__LISTE DES CONSIGNES__.
a) D'après le texte source, dans quelle ville Laurent Tailhade est-il né ?
b) Recopiez mot pour mot toutes les lignes des entrées ci-dessous, en laissant les images de côté.

── TEXTE SOURCE ──

Par Guillaume Davranche
Né le 16 avril 1854 à Tarbes (Hautes-Pyrénées), mort le 1er novembre 1919 à Combs-la-ville (Seine-et-Oise) ; écrivain ; sympathisant libertaire.
Dans la biographie monumentale qu’il lui a consacré, Gilles Picq a estimé que la provocation était, chez Laurent Tailhade, « considérée comme un art de vivre ». De fait, on a surtout retenu, de la carrière de ce poète, son appétit insatiable pour la polémique. Bretteur dans l’âme, aussi vindicatif que versatile, Tailhade cédait volontiers aux délices de la philippique, de l’attaque ad hominem, de la rupture spectaculaire avec l’ami de la veille, et du duel à l’épée ou au pistolet, si prisé dans les milieux journalistiques du XIXe siècle. Dans sa Jungle politique et littéraire, Victor Méric se souvenait d’un « grand poète “aristophanesque”, dont on redouta, si longtemps, l’humeur belliqueuse et la plume mordante ». Quant à l’écrivain Pascal Pia qui, jeune, l’avait connu, il écrivit : « Une rime heureuse pouvait, chez lui, déterminer tout un massacre... Il y avait en Tailhade un rhéteur qui s’enivrait de sa faconde. » Ennemi du conformisme bourgeois, sympathique aux persécutés, il fut un compagnon de route de l’anarchisme de 1891 environ à 1905, date à laquelle il le répudia comme il l’avait soutenu : avec fracas.
Issu d’une famille de magistrats pieux et conservateurs, marié à l’âge de 25 ans, le jeune Laurent Tailhade mena tout d’abord une existence sans histoire à Bagnères-de-Bigorre (Hautes-Pyrénées), où il vécut avec son épouse de 1879 à 1883. Sympathisant monarchiste, défenseur de l’Eglise catholique, pilier du casino local, il s’adonnait également à la poésie, et publia des vers d’inspiration parnassienne.
Après la mort de sa femme, en janvier 1883, il s’installa à Paris, où s’ouvrirent à lui de nouveaux horizons. Il fréquenta alors le cabaret du Chat noir, et fraya avec la bohème littéraire et anticonformiste de Montmartre.

───
── DONNÉES FOURNIES ──

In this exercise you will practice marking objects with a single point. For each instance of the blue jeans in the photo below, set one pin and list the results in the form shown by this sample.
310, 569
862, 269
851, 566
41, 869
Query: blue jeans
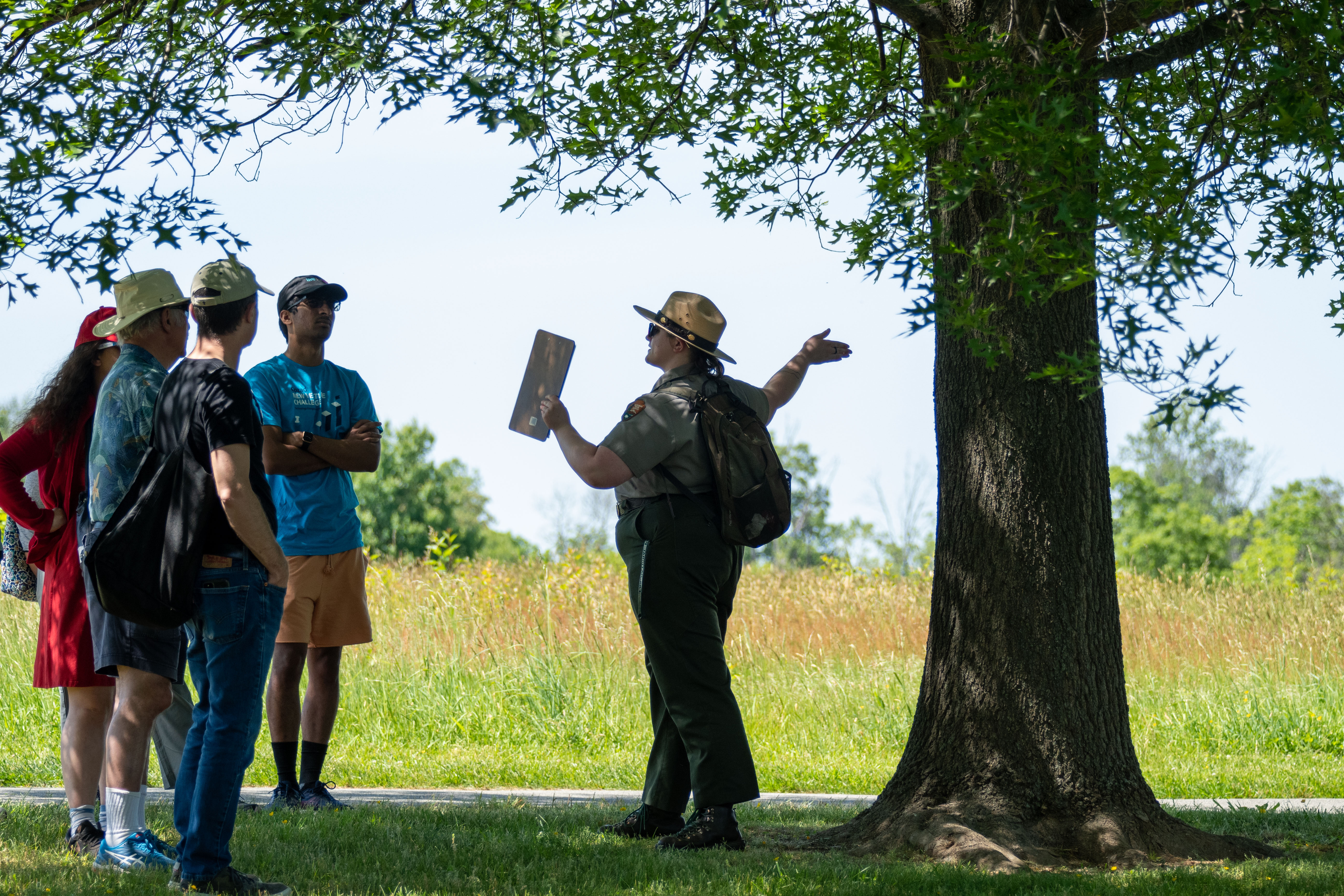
230, 644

───

__RÉPONSES__.
a) Il est né à Tarbes, dans les Hautes-Pyrénées.

b)
In this exercise you will practice marking objects with a single point. For each instance of the blue jeans in the photo below, set one pin and list the results in the form shown by this sample.
310, 569
862, 269
851, 566
41, 869
Query: blue jeans
230, 644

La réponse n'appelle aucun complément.